----- SELECTED EXTRACT
Fresh off summer vacation, many students in Charlotte-Mecklenburg Schools find themselves staring down another crop of district-wide tests. CMS calls the tests "formatives," which is to say they help formulate the rest of the semester's instruction by giving teachers an early read on students' aptitude. Some students took the tests on the very first day of classes, said Scott Muri, chief information officer for CMS.
The formatives, which are optional, aren't the same as the 50-plus mandatory new end-of-semester tests that sparked all the commotion last spring. Those are called "summatives," which aim to show what kids have learned at the end of a semester. Muri said the formatives were first used last year. (They included math and language arts tests in grades preK-8, as well as fifth and eighth grade science. In high schools: English I, Algebra I, biology, U.S. history and civics and economics).
----------
----- DATA FOR ANALYSIS
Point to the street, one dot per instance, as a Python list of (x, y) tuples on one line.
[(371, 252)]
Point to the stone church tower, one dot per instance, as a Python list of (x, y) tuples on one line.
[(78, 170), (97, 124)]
----------
----- DATA FOR ANALYSIS
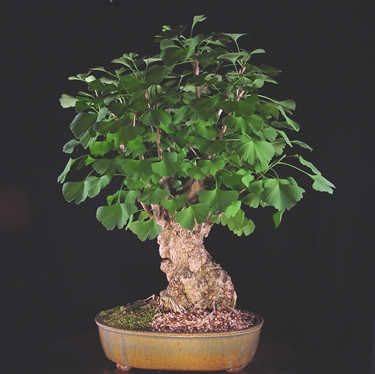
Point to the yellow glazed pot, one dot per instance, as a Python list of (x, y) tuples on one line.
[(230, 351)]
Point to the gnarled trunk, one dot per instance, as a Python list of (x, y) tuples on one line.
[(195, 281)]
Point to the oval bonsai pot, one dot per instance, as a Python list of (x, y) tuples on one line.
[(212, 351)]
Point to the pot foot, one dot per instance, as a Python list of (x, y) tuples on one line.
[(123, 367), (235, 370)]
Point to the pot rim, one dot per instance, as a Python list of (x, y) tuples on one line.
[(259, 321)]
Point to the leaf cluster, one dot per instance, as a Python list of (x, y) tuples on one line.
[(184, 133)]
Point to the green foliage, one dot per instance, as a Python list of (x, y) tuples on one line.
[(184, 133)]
----------
----- DATA FOR ANALYSIS
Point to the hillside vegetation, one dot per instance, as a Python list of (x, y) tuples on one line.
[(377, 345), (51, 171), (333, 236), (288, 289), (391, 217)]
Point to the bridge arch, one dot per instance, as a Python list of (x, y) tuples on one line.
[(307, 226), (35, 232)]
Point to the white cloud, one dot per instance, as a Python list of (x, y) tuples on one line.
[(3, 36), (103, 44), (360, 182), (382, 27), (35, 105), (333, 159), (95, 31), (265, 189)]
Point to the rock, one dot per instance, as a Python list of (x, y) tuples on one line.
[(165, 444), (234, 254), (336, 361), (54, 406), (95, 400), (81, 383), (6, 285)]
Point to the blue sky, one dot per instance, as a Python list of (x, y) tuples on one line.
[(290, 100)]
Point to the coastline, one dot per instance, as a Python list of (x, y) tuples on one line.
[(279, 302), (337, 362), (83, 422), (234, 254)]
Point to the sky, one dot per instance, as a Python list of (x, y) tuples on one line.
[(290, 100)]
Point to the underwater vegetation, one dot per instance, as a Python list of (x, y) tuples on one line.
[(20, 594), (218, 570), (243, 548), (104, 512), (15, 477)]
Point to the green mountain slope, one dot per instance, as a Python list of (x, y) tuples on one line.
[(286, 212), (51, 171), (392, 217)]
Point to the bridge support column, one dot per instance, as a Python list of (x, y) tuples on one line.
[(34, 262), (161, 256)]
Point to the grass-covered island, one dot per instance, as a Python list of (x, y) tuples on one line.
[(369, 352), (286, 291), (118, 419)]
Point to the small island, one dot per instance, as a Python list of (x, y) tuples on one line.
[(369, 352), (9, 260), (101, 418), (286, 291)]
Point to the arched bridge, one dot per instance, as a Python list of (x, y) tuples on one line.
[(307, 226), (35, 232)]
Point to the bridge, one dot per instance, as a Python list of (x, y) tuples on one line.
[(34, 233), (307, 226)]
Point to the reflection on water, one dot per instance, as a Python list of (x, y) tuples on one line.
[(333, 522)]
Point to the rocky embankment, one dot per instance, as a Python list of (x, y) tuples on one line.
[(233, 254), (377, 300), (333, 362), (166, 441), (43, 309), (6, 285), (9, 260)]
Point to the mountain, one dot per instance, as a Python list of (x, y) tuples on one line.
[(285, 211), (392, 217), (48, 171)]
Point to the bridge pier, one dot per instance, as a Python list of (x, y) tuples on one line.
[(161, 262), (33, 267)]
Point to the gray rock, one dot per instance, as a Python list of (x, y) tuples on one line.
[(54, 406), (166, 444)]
----------
AIM OF THE EXERCISE =
Extend the passage on the Charlotte-Mecklenburg Schools formative tests, starting after its last sentence.

RESPONSE TO THE TASK =
CMS is expanding the number of formatives this year to fill in subject areas where no formatives were offered. Muri said CMS is adding science and social studies in grades preK-8, and high schools will add English II, III and IV, Algebra II, geometry, chemistry, world history and earth/environmental science. The existing tests were also updated, with input from teams of teachers who met over the summer. The obvious question: are the formatives expanding because of the controversial introduction of the summatives last spring? Muri said no -- at least not in a specific sense of one causing the other. The only connection, he said, lies in the general sense that CMS is expanding its overall testing program to give teachers more feedback on student performance. The goal of the tweaks with the formatives, he said, is "just to improve, to make sure what we're doing is as effective as it can be."